Thanks for making the skate park a reality
Dear Dave Novak and Staff,
Congratulations on a job well done. We wanted to thank you for the beautiful dedication service.
Our grandfather loved Forest Park and the way community always felt like family. It’s wonderful to see the community take such pride in the accomplishments of its residents.
You recognized us for donating the cement, but thanks to you and your staff for making the Bud Mohr Skate Park a reality.
After hearing the story about the kids coming to the meeting, designing the park and helping the decision along, it was nice for us to see their smiling faces. Hard work has its own rewards, but making those kids dreams come true was the real gift.
We wanted to thank you and your staff for including us. It was a pleasure to work with you all.
The family of Henry E. “Bud” Mohr
St. Bernardine headline was misleading
I am extremely distressed that you chose to caption Reverend Tom Holmes’ column on the challenges that St. Bernardine School is facing this year with the fatalistic and ambiguous wording that you did. In saying that the school would be open for one more year, the implicit message is that it will only be open for one more year.
While this is a crucial year for the school, there has been no decision made that this will be our last year. In point of fact, there are many positive indications that we will survive this challenge. The return of most of our dedicated faculty, the active outreach of several committees, and the fact that we have never had a solid enrollment of over a hundred students at this time of year in the past, all are being read by me as positive indicators for the future. In addition, it is no small accomplishment that the school survived this past year to remain open for this year.
There is no doubt that we are in a “struggle” but I fear your heading may prove to be the press creating news rather than reporting it. I can only hope that anyone looking for a school reads the whole article, and does not stop with the big print. More to the point, I hope those shopping for a school will call us and take a look at St. Bernardines for themselves.
Thank you for letting me emote about this matter because I am very frustrated at fending off rumors of our demise. Having it hinted at in the local paper at least affords me the opportunity to respond.

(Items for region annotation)

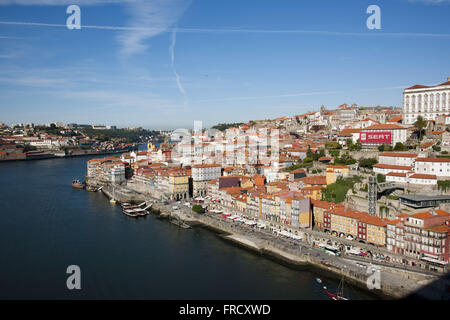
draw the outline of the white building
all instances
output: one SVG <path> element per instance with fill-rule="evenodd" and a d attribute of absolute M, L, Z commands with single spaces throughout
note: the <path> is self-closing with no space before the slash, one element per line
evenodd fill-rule
<path fill-rule="evenodd" d="M 123 164 L 114 166 L 111 168 L 110 174 L 112 183 L 121 183 L 125 181 L 125 166 Z"/>
<path fill-rule="evenodd" d="M 419 174 L 436 175 L 439 178 L 450 178 L 449 158 L 417 158 L 414 172 Z"/>
<path fill-rule="evenodd" d="M 386 175 L 386 181 L 400 184 L 409 183 L 414 185 L 435 186 L 437 184 L 437 177 L 434 174 L 390 172 Z"/>
<path fill-rule="evenodd" d="M 197 164 L 192 166 L 192 193 L 193 196 L 206 195 L 207 183 L 222 175 L 222 167 L 219 164 Z"/>
<path fill-rule="evenodd" d="M 412 167 L 418 156 L 417 153 L 382 152 L 378 156 L 378 163 Z"/>
<path fill-rule="evenodd" d="M 425 120 L 450 113 L 450 77 L 435 85 L 415 85 L 403 91 L 403 123 L 413 124 L 421 115 Z"/>
<path fill-rule="evenodd" d="M 398 142 L 406 141 L 407 129 L 397 124 L 374 124 L 361 130 L 359 137 L 365 148 L 376 148 L 382 144 L 394 147 Z"/>

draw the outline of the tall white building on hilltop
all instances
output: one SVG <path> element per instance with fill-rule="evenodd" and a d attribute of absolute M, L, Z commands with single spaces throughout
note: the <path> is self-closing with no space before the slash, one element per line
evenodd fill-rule
<path fill-rule="evenodd" d="M 450 77 L 436 86 L 416 84 L 403 91 L 404 124 L 413 124 L 418 116 L 435 120 L 444 114 L 450 114 Z"/>

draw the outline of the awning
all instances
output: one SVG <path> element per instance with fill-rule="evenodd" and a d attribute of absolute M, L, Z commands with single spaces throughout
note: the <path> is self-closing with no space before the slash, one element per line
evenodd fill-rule
<path fill-rule="evenodd" d="M 448 262 L 445 262 L 445 261 L 436 260 L 436 259 L 432 259 L 432 258 L 428 258 L 428 257 L 422 257 L 422 258 L 420 258 L 420 260 L 425 260 L 425 261 L 437 263 L 437 264 L 440 264 L 442 266 L 445 266 L 448 263 Z"/>

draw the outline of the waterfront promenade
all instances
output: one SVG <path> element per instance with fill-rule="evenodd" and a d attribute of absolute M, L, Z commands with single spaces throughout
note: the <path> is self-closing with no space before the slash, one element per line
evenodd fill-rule
<path fill-rule="evenodd" d="M 115 195 L 118 201 L 143 201 L 150 199 L 148 195 L 128 190 L 127 188 L 119 187 L 120 191 L 117 190 L 116 188 Z M 108 197 L 111 197 L 111 188 L 106 188 L 103 191 Z M 382 297 L 404 298 L 422 290 L 420 292 L 421 297 L 442 299 L 443 295 L 446 295 L 447 298 L 450 298 L 448 293 L 442 293 L 442 288 L 439 287 L 442 284 L 434 284 L 434 281 L 442 275 L 436 272 L 382 263 L 367 258 L 347 255 L 343 257 L 332 256 L 304 240 L 289 239 L 270 230 L 232 222 L 214 213 L 197 214 L 192 212 L 190 208 L 179 205 L 175 201 L 168 201 L 167 204 L 163 205 L 157 201 L 158 199 L 153 200 L 154 205 L 152 209 L 159 211 L 164 217 L 177 218 L 191 226 L 201 225 L 216 230 L 222 234 L 222 238 L 226 241 L 245 247 L 258 254 L 274 258 L 295 268 L 307 269 L 312 267 L 316 272 L 326 276 L 334 275 L 335 278 L 344 276 L 346 281 L 365 290 L 368 290 L 367 279 L 373 273 L 369 272 L 368 269 L 369 267 L 370 269 L 374 267 L 380 272 L 380 289 L 370 291 Z M 178 206 L 176 210 L 173 209 L 175 205 Z M 331 237 L 313 230 L 308 230 L 307 232 Z M 352 243 L 349 240 L 345 241 Z M 366 268 L 361 267 L 360 262 Z"/>

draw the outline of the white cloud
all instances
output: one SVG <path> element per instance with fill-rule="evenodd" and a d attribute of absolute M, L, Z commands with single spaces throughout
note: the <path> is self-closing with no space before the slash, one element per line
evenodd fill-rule
<path fill-rule="evenodd" d="M 127 6 L 127 12 L 131 15 L 129 26 L 135 29 L 118 36 L 122 44 L 121 52 L 129 55 L 145 51 L 147 45 L 144 41 L 167 31 L 189 4 L 190 1 L 186 0 L 140 0 L 131 3 Z"/>
<path fill-rule="evenodd" d="M 180 93 L 184 96 L 184 104 L 187 105 L 188 99 L 187 99 L 187 94 L 186 94 L 186 90 L 184 90 L 183 85 L 181 84 L 181 80 L 180 80 L 180 76 L 178 75 L 176 69 L 175 69 L 175 44 L 177 43 L 177 32 L 176 30 L 174 30 L 172 32 L 171 35 L 171 43 L 170 43 L 170 47 L 169 47 L 169 52 L 170 52 L 170 66 L 172 68 L 172 71 L 175 75 L 175 81 L 177 83 L 177 87 L 178 90 L 180 91 Z"/>
<path fill-rule="evenodd" d="M 409 2 L 421 2 L 425 4 L 450 3 L 450 0 L 408 0 Z"/>
<path fill-rule="evenodd" d="M 189 7 L 191 0 L 0 0 L 0 5 L 63 6 L 77 4 L 88 6 L 112 3 L 124 4 L 125 11 L 130 16 L 127 26 L 83 26 L 82 24 L 81 27 L 122 30 L 117 37 L 121 44 L 121 53 L 131 55 L 145 51 L 147 49 L 145 40 L 161 34 L 173 26 Z M 63 27 L 63 25 L 45 23 L 18 22 L 10 24 Z"/>

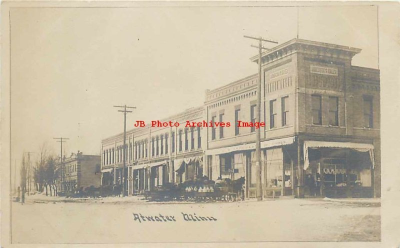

TASK BRIEF> Please copy the two letters to the editor above in full, word for word.

COMPLETE ANSWER>
Thanks for making the skate park a reality
Dear Dave Novak and Staff,
Congratulations on a job well done. We wanted to thank you for the beautiful dedication service.
Our grandfather loved Forest Park and the way community always felt like family. It’s wonderful to see the community take such pride in the accomplishments of its residents.
You recognized us for donating the cement, but thanks to you and your staff for making the Bud Mohr Skate Park a reality.
After hearing the story about the kids coming to the meeting, designing the park and helping the decision along, it was nice for us to see their smiling faces. Hard work has its own rewards, but making those kids dreams come true was the real gift.
We wanted to thank you and your staff for including us. It was a pleasure to work with you all.
The family of Henry E. “Bud” Mohr
St. Bernardine headline was misleading
I am extremely distressed that you chose to caption Reverend Tom Holmes’ column on the challenges that St. Bernardine School is facing this year with the fatalistic and ambiguous wording that you did. In saying that the school would be open for one more year, the implicit message is that it will only be open for one more year.
While this is a crucial year for the school, there has been no decision made that this will be our last year. In point of fact, there are many positive indications that we will survive this challenge. The return of most of our dedicated faculty, the active outreach of several committees, and the fact that we have never had a solid enrollment of over a hundred students at this time of year in the past, all are being read by me as positive indicators for the future. In addition, it is no small accomplishment that the school survived this past year to remain open for this year.
There is no doubt that we are in a “struggle” but I fear your heading may prove to be the press creating news rather than reporting it. I can only hope that anyone looking for a school reads the whole article, and does not stop with the big print. More to the point, I hope those shopping for a school will call us and take a look at St. Bernardines for themselves.
Thank you for letting me emote about this matter because I am very frustrated at fending off rumors of our demise. Having it hinted at in the local paper at least affords me the opportunity to respond.